- _GIVEN PROBLEM_:
Output the line that contains "of the billboard." and every line after it to the end of the entries, with nothing added or left out.
═══ RECORDS PROVIDED
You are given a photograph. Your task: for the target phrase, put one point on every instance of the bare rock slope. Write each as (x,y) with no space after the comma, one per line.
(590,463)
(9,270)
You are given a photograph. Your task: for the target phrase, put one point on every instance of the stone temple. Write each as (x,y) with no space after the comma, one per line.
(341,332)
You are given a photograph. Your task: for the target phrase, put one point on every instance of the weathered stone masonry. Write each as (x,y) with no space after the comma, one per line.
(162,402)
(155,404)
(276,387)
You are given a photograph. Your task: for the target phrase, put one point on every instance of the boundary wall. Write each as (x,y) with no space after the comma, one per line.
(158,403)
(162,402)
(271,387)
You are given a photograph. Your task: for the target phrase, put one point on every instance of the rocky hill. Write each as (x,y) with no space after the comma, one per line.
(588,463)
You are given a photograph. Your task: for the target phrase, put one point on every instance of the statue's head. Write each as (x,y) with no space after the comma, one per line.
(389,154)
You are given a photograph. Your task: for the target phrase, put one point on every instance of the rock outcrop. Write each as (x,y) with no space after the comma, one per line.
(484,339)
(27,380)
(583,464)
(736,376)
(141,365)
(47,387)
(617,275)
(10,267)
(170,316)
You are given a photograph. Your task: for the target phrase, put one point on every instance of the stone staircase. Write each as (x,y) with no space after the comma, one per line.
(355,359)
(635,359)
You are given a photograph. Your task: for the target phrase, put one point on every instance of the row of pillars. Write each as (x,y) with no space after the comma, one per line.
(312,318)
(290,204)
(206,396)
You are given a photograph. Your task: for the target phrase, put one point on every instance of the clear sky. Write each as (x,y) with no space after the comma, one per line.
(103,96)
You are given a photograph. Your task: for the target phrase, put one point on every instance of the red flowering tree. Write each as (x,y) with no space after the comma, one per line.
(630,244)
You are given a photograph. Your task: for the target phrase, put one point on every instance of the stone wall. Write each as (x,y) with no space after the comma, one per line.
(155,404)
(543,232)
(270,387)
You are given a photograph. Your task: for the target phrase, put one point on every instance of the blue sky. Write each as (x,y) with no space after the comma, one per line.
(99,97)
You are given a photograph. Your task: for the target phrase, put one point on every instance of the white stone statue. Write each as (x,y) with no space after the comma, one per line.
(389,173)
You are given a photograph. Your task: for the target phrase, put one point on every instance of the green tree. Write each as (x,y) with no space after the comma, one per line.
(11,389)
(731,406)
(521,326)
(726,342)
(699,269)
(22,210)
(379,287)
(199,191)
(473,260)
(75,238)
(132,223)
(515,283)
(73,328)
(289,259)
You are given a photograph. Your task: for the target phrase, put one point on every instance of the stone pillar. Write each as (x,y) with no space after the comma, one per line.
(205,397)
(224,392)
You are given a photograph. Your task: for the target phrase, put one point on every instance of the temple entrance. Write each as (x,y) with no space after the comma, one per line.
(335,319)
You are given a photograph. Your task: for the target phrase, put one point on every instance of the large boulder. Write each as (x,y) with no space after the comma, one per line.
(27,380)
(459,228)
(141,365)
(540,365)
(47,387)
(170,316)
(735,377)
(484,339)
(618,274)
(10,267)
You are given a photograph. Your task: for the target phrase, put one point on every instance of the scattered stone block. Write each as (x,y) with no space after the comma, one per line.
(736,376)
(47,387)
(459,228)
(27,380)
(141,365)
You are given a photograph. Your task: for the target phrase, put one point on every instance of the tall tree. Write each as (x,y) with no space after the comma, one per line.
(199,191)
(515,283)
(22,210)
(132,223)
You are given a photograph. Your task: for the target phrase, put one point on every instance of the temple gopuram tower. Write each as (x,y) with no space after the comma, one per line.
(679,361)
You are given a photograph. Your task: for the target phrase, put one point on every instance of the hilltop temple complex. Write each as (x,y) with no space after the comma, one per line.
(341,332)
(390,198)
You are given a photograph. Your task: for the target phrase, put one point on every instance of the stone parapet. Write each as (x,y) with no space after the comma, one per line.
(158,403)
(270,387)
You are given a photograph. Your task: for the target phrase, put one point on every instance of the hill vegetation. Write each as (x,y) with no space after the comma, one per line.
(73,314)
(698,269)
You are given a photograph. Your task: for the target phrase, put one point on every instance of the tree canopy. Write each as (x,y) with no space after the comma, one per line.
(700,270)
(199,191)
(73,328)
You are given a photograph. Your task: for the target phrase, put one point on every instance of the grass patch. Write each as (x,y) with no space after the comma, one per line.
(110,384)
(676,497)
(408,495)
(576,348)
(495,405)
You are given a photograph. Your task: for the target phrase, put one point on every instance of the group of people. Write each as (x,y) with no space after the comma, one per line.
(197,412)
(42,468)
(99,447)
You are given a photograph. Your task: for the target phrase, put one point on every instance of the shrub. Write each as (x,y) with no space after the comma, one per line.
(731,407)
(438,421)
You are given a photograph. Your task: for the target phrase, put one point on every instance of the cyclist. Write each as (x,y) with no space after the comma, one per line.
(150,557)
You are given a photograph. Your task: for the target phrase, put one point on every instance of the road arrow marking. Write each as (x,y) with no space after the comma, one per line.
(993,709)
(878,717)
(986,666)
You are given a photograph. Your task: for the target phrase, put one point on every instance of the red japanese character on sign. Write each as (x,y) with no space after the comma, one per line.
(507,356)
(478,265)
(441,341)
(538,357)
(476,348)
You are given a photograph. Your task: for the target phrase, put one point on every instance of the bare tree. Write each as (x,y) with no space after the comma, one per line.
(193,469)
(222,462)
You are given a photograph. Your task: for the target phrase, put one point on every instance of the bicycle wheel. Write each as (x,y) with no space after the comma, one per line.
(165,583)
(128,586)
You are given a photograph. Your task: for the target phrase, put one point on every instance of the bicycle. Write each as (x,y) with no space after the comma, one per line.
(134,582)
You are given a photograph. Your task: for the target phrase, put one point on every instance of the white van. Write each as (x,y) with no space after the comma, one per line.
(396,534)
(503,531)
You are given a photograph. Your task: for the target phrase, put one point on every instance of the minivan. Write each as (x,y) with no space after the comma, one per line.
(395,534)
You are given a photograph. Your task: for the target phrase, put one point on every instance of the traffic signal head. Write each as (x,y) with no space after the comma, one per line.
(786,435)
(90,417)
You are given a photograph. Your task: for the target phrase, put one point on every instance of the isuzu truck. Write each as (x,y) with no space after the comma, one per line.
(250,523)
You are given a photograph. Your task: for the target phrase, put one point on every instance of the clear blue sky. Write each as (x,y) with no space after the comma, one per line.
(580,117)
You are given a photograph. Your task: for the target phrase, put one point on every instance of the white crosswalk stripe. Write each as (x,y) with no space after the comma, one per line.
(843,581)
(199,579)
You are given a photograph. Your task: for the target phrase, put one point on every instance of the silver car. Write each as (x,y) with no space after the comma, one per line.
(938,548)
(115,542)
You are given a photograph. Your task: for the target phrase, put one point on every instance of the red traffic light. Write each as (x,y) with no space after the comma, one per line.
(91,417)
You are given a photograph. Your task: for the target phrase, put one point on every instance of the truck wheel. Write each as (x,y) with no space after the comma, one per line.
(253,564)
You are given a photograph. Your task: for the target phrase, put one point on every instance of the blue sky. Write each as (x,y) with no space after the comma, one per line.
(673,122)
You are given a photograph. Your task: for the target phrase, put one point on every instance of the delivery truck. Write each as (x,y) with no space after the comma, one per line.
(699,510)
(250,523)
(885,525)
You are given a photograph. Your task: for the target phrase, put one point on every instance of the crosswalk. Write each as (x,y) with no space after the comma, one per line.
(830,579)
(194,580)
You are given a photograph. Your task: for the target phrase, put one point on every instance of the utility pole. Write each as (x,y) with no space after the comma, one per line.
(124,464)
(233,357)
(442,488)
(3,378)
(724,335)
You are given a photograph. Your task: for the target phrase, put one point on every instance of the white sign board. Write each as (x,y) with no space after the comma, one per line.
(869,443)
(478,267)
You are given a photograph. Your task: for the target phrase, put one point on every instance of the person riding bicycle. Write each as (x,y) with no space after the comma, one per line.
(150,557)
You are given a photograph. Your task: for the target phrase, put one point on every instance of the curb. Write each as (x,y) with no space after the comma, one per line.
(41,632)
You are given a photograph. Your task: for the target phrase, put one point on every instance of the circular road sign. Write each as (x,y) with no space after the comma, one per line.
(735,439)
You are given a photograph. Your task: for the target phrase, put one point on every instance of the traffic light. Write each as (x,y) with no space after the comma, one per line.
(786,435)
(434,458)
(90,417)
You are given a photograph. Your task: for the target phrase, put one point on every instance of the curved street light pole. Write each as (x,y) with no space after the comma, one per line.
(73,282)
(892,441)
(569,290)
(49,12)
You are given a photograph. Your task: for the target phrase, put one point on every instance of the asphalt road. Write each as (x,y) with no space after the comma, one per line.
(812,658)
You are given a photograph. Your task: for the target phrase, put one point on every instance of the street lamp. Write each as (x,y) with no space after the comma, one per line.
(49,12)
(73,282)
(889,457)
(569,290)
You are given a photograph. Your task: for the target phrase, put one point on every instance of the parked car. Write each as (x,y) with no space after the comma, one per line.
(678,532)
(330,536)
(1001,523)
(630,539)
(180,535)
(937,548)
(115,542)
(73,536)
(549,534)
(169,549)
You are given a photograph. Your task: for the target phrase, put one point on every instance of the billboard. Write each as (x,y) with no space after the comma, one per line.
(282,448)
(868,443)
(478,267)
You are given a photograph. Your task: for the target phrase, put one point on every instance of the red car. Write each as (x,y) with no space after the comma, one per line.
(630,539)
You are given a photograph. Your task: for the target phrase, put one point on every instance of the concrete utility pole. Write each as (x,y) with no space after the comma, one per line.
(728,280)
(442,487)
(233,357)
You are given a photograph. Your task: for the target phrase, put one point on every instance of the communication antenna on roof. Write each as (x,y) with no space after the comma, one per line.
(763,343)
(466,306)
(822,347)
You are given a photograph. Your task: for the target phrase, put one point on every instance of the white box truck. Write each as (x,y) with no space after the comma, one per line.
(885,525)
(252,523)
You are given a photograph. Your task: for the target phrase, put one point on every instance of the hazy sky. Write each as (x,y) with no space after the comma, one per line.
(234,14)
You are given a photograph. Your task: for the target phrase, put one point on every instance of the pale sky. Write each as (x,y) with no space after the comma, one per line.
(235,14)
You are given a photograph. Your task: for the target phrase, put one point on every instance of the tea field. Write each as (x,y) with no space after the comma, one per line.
══════
- _ANSWER FOR THIS EXERCISE_:
You are given a photograph. Your task: for the target phrase, put one point on every instance of the billboard. Write each as (x,y) with no space after the comma, one per line.
(282,448)
(868,443)
(478,267)
You are given a photograph. Your task: for the target phrase, put one point on every instance of the red car. Write each as (x,y) with no space after the comma, one per line.
(630,539)
You are given a photograph. Your task: for the target phrase, put one point on every instance of the concrete utility pole. Write each as (x,y) with no space after the comma, one per line.
(728,280)
(442,487)
(233,357)
You are given a photograph. Your task: for the target phrase, put one point on every instance of the communication antenna on roof. Write each as (x,y) with no space after the comma, one per line.
(763,343)
(466,306)
(822,347)
You are given a photograph. Your task: for the target phrase, put one point on every instance of the white box truck. Write each as (x,y) with no space after the comma, one per line.
(885,525)
(252,523)
You are given a photograph. Your task: for the target phrase, put one point on every instance of the hazy sky. Write each as (x,y) with no space after the comma, one per line.
(234,14)
You are given a photograph. Your task: for the target phrase, put one point on every instance of the pale sky. Write each as (x,y) with no space after the comma, one per line.
(235,14)
You are given a photograph. Your task: for the target phrase, put one point on every instance of the tea field. Write each as (x,y) with no space after the comma, one per line.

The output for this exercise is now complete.